- **WHAT THE EXERCISE ASKS**: Reproduce the entries below verbatim, line for line.

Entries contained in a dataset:
════════
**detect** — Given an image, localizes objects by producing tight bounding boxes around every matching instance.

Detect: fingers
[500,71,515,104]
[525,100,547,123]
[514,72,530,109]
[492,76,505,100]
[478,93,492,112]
════════
- **OUTPUT FOR THIS TASK**:
**detect** — Given an image, localizes objects by producing tight bounding boxes around every matching instance.

Detect: fingers
[500,71,515,104]
[525,100,547,123]
[514,72,530,109]
[492,76,505,100]
[478,93,492,112]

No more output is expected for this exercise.